===== EXTRAIT RETENU =====

Aucune guerre,
connue à ce jour dans le monde, n’a fait autant de
victimes que la route. Le bilan de ces 40 dernières
années est très lourd, les victimes tuées et
blessées se chiffrent par millions et les coûts par
dizaines de milliards d’Euro.
Le système moderne des transports routiers est très
complexe, tant par les éléments qui le composent que par
les différents usagers qui l’utilisent. L’accident
est le résultat d’un échec dans le système.
L’intérêt
mondial porté à la compréhension de ce
fléau depuis la fin du XXème siècle et la
promotion de la sécurité routière est largement
justifié.
Les pays non industriels comme l’Algérie
subissent aussi les conséquences de l’évolution de
la mobilité dans leurs sociétés exprimées
par les volumes de trafic ou par le nombre de déplacement.
L’expérience
des pays développés dans ce domaine est un exemple
à suivre. L’engagement politique doit être total en
faveur de la sécurité des transports des personnes et des
biens.
Cerner ce problème en Algérie, nécessite
l’adoption de tous les outils nécessaires matériels
et humains, une méthodologie scientifique rigoureuse et des
experts aguerris dans le domaine de la sécurité des
transports pour faire face à la progression de
l’insécurité routière.
La réduction
des accidents devra être un but stratégique et la
diminution des victimes devra être un objectif à atteindre.
Le
manque d’une politique claire en matière de lutte contre
l’insécurité routière et en matière
de gestion d’une mobilité, en plein explosion
entrainé par un parc automobile galopant, sont des facteurs
aggravant du risque routier.
L’avenir de
l’insécurité routière en Algérie ne
présage rien de bon et aucune amélioration ne devra
être attendue dans un futur proche.
Tout
phénomène complexe, tel que les accidents de la route,
nécessite une analyse par des experts spécialisés
dans le domaine pour l’expliquer, trouver les solutions et suivre
leurs applications sur terrain. Là, réside
l’urgence pour l’Algérie de créer un centre
national de recherche sur les transports et leur sécurité
qui sera un premier pas pour faire face à ce fléau.

=====

- CONSIGNE DONNÉE A -
D'après l'extrait sur l'insécurité routière en Algérie, quelle structure ce pays devrait-il créer d'urgence ?
L'extrait et les lignes constituent deux matériaux indépendants l'un de l'autre.

===== DONNÉES FOURNIES =====

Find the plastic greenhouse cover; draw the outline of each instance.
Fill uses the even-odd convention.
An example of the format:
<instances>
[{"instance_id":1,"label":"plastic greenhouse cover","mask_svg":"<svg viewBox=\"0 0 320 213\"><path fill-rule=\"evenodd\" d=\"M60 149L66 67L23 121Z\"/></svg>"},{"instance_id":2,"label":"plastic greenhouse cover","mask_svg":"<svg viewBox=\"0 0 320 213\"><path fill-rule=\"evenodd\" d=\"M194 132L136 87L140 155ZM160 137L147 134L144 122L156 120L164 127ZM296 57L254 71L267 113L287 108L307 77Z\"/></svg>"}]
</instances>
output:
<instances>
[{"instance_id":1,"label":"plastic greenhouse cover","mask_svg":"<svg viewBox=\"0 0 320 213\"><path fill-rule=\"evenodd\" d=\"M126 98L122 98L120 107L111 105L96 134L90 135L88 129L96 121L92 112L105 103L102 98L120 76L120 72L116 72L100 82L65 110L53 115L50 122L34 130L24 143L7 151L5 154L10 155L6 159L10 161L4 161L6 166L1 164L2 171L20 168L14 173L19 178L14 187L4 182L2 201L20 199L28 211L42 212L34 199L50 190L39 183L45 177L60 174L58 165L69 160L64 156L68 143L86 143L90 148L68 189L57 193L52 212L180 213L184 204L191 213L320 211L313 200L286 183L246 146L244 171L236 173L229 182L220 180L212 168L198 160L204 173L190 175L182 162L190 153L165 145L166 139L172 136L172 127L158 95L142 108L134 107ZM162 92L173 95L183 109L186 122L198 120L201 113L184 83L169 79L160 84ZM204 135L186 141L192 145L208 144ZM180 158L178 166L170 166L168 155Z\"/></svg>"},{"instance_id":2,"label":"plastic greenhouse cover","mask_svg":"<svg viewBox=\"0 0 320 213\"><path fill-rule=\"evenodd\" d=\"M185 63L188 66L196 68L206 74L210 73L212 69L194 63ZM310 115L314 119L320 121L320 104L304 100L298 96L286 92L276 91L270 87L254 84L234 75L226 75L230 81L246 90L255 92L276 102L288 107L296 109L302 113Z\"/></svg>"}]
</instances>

=====

- CONSIGNE DONNÉE B -
Extrayez chacune des lignes qui contiennent le mot « cover ».

- RÉPONSE À LA CONSIGNE A -
Un centre national de recherche sur les transports et leur sécurité.

- RÉPONSE À LA CONSIGNE B -
Find the plastic greenhouse cover; draw the outline of each instance.
[{"instance_id":1,"label":"plastic greenhouse cover","mask_svg":"<svg viewBox=\"0 0 320 213\"><path fill-rule=\"evenodd\" d=\"M60 149L66 67L23 121Z\"/></svg>"},{"instance_id":2,"label":"plastic greenhouse cover","mask_svg":"<svg viewBox=\"0 0 320 213\"><path fill-rule=\"evenodd\" d=\"M194 132L136 87L140 155ZM160 137L147 134L144 122L156 120L164 127ZM296 57L254 71L267 113L287 108L307 77Z\"/></svg>"}]
[{"instance_id":1,"label":"plastic greenhouse cover","mask_svg":"<svg viewBox=\"0 0 320 213\"><path fill-rule=\"evenodd\" d=\"M126 98L122 98L120 107L111 105L96 134L90 135L88 129L96 121L92 112L105 103L102 98L120 76L120 72L116 72L100 82L65 110L53 115L50 122L34 130L24 143L7 151L5 154L10 155L6 159L10 161L4 161L6 166L1 164L2 171L20 168L14 173L19 178L14 187L4 182L2 201L20 199L28 211L42 212L34 199L50 190L39 183L45 177L60 174L58 165L69 160L64 156L68 143L86 143L90 148L68 189L57 193L52 212L180 213L184 204L191 213L320 211L313 200L286 183L246 146L244 171L236 173L229 182L220 180L212 168L198 160L204 173L190 175L182 162L190 153L165 145L166 139L172 136L172 127L158 95L142 108L134 107ZM162 92L173 95L183 109L186 122L198 120L201 113L184 83L169 79L160 84ZM204 135L186 141L192 145L208 144ZM180 158L178 166L170 166L168 155Z\"/></svg>"},{"instance_id":2,"label":"plastic greenhouse cover","mask_svg":"<svg viewBox=\"0 0 320 213\"><path fill-rule=\"evenodd\" d=\"M185 63L188 66L196 68L206 74L210 73L212 69L194 63ZM310 115L314 119L320 121L320 104L304 100L298 96L286 92L276 91L270 87L254 84L234 75L226 75L230 81L246 90L255 92L276 102L288 107L296 109L302 113Z\"/></svg>"}]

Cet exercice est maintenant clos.